_TASK REQUIREMENTS_:
Count the lines in the items below that contain the string "target", matching case exactly, and report only the resulting number.

_EXTRACTED DATA_:
──────────────────────────────

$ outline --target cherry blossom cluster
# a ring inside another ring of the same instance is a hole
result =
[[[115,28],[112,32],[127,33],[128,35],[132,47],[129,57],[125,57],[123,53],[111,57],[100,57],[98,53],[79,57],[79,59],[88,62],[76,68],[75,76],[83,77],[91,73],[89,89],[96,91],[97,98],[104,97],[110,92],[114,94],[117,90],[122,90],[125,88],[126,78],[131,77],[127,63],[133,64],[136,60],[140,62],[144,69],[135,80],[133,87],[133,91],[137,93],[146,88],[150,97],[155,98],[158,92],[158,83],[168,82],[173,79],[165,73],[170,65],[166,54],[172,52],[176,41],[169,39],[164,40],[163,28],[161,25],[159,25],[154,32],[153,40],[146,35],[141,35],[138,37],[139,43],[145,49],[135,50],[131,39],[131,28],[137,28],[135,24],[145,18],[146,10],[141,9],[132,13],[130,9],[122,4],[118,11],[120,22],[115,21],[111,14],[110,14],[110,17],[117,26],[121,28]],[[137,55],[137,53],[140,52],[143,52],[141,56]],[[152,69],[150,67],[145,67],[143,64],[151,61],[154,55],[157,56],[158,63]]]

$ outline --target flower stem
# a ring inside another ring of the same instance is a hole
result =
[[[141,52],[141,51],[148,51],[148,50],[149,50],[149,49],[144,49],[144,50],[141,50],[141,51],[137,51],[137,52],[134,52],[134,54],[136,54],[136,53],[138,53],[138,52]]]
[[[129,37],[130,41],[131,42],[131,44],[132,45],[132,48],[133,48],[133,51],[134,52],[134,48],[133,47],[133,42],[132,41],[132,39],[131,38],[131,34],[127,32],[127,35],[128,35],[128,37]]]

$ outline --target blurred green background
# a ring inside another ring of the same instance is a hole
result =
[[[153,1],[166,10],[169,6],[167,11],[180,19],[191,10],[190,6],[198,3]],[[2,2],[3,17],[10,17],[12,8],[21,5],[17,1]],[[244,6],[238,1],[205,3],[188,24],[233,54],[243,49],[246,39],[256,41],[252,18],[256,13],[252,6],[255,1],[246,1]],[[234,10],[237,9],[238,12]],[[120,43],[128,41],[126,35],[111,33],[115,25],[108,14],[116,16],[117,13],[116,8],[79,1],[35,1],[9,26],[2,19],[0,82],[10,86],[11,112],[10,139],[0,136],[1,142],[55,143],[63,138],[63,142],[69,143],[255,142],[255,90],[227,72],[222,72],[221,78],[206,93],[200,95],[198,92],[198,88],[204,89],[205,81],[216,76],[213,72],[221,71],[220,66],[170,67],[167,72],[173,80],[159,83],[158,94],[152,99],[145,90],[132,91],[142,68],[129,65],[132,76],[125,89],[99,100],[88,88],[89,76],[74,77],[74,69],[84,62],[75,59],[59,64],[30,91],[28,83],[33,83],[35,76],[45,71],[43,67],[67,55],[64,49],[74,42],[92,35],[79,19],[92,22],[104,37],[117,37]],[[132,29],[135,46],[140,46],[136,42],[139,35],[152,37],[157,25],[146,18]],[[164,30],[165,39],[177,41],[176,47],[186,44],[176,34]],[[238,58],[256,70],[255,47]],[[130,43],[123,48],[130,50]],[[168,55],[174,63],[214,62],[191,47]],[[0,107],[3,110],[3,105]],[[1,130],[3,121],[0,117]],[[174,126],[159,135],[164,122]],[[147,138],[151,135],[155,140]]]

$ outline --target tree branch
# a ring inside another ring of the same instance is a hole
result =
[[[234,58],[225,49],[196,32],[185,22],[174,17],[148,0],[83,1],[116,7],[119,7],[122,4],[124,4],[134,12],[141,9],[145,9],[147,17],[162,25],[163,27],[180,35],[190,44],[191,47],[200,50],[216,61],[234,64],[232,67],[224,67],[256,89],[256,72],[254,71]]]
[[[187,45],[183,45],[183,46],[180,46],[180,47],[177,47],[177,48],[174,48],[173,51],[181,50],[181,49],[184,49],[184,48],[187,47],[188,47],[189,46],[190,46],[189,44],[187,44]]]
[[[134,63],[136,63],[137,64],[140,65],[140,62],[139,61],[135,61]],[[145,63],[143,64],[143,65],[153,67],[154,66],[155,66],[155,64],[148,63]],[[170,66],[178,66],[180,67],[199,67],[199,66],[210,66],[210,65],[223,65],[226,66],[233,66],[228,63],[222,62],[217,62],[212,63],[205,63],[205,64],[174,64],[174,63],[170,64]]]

──────────────────────────────

_EXERCISE RESPONSE_:
4